Labeled shape records
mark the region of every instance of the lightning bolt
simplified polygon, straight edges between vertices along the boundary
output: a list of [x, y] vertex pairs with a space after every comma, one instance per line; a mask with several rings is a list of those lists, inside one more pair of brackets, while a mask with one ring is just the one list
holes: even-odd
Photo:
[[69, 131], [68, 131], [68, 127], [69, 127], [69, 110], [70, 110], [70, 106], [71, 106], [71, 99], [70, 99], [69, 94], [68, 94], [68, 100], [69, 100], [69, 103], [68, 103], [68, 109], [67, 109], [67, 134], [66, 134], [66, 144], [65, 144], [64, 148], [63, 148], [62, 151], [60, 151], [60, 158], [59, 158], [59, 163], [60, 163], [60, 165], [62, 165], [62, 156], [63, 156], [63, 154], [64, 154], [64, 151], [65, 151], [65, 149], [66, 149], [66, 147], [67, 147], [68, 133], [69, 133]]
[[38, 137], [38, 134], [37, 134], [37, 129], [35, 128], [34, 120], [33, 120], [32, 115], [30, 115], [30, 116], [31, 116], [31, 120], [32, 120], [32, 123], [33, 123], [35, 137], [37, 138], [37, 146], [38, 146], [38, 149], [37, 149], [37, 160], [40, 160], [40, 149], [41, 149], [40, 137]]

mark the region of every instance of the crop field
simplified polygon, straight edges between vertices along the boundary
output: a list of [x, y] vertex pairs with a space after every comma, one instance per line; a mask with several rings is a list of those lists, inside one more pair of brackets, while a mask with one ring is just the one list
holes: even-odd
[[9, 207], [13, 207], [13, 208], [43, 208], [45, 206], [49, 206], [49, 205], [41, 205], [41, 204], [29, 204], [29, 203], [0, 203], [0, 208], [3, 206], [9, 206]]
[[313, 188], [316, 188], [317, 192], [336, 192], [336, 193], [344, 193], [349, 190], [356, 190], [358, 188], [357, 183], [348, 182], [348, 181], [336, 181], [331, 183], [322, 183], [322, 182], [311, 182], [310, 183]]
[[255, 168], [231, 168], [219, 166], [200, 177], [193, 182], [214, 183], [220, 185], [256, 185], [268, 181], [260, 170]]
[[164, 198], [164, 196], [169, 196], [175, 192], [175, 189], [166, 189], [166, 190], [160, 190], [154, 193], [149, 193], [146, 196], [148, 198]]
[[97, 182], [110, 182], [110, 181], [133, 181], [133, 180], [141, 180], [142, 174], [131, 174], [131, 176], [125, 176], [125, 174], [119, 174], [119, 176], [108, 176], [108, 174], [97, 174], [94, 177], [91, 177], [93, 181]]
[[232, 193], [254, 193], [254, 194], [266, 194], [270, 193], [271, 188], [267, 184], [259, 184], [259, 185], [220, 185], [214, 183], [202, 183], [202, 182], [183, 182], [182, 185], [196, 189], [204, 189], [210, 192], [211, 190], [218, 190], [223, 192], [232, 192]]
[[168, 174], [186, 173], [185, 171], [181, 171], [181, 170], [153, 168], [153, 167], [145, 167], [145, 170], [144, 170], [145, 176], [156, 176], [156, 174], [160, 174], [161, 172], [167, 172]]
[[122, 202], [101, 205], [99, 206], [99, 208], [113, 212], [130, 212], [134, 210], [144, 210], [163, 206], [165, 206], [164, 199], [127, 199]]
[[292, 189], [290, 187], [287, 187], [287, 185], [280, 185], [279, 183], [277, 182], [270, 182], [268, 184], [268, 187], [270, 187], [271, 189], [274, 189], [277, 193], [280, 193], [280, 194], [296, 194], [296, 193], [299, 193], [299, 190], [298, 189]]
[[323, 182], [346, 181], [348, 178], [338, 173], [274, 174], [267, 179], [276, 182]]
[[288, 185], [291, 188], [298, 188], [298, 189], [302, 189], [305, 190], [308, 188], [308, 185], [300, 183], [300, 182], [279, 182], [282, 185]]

OBJECTIVE ->
Rename "simplified polygon" to "approximate polygon" everywhere in the rows above, then write out all the rows again with nothing else changed.

THE COMPLETED TASK ->
mark the region of every instance of the lightning bolt
approximate polygon, straight edges between vertices along the boundary
output: a list of [x, y] vertex pairs with a space after every comma, one instance per line; a mask with several rings is a list of those lists, inside one more pair of brackets, while a mask with one ring is just the one list
holes: even-odd
Photo:
[[69, 131], [68, 131], [68, 127], [69, 127], [69, 110], [70, 110], [70, 106], [71, 106], [71, 99], [70, 99], [69, 94], [68, 94], [68, 100], [69, 100], [69, 103], [68, 103], [68, 109], [67, 109], [67, 134], [66, 134], [66, 144], [65, 144], [64, 148], [63, 148], [62, 151], [60, 151], [60, 158], [59, 158], [59, 163], [60, 163], [60, 165], [62, 165], [62, 156], [63, 156], [63, 154], [64, 154], [64, 151], [65, 151], [65, 149], [66, 149], [66, 147], [67, 147], [68, 133], [69, 133]]
[[38, 137], [38, 134], [37, 134], [37, 129], [35, 128], [34, 120], [33, 120], [32, 115], [30, 115], [30, 116], [31, 116], [31, 120], [32, 120], [32, 123], [33, 123], [35, 137], [37, 138], [37, 146], [38, 146], [38, 149], [37, 149], [37, 160], [40, 160], [40, 149], [41, 149], [40, 137]]

mark the region of every instance of the crop field
approximate polygon, straight edges between vertices along the boundary
output: a list of [x, y] vertex pairs with a space after every comma, one instance per line; a mask with several rings is a list of those lists, inside one more pair of brackets, while a mask with one ring is just the one list
holes: even-odd
[[9, 207], [13, 207], [13, 208], [43, 208], [45, 206], [49, 206], [49, 205], [41, 205], [41, 204], [29, 204], [29, 203], [0, 203], [0, 208], [3, 206], [9, 206]]
[[313, 188], [316, 188], [317, 192], [336, 192], [336, 193], [344, 193], [349, 190], [356, 190], [358, 188], [357, 183], [348, 182], [348, 181], [336, 181], [331, 183], [322, 183], [322, 182], [311, 182], [310, 183]]
[[255, 168], [231, 168], [219, 166], [200, 177], [193, 182], [214, 183], [220, 185], [256, 185], [268, 181], [260, 170]]
[[164, 198], [164, 196], [169, 196], [175, 192], [175, 189], [166, 189], [166, 190], [160, 190], [154, 193], [149, 193], [146, 196], [148, 198]]
[[97, 182], [110, 182], [110, 181], [133, 181], [133, 180], [141, 180], [142, 174], [131, 174], [131, 176], [125, 176], [125, 174], [119, 174], [119, 176], [108, 176], [108, 174], [97, 174], [94, 177], [91, 177], [93, 181]]
[[232, 193], [254, 193], [254, 194], [266, 194], [270, 193], [271, 188], [267, 184], [259, 184], [259, 185], [220, 185], [214, 183], [202, 183], [202, 182], [183, 182], [182, 185], [196, 189], [204, 189], [210, 192], [211, 190], [218, 190], [223, 192], [232, 192]]
[[168, 174], [186, 173], [185, 171], [181, 171], [181, 170], [153, 168], [153, 167], [145, 167], [145, 170], [144, 170], [145, 176], [156, 176], [156, 174], [160, 174], [161, 172], [167, 172]]
[[122, 202], [101, 205], [99, 206], [99, 208], [113, 212], [130, 212], [134, 210], [144, 210], [163, 206], [165, 206], [164, 199], [127, 199]]
[[292, 189], [290, 187], [287, 187], [287, 185], [280, 185], [279, 183], [277, 182], [270, 182], [268, 184], [268, 187], [270, 187], [271, 189], [274, 189], [277, 193], [280, 193], [280, 194], [296, 194], [296, 193], [299, 193], [299, 190], [298, 189]]
[[323, 182], [346, 181], [348, 178], [338, 173], [274, 174], [267, 179], [276, 182]]
[[288, 185], [291, 188], [298, 188], [298, 189], [302, 189], [305, 190], [308, 188], [308, 185], [300, 183], [300, 182], [279, 182], [282, 185]]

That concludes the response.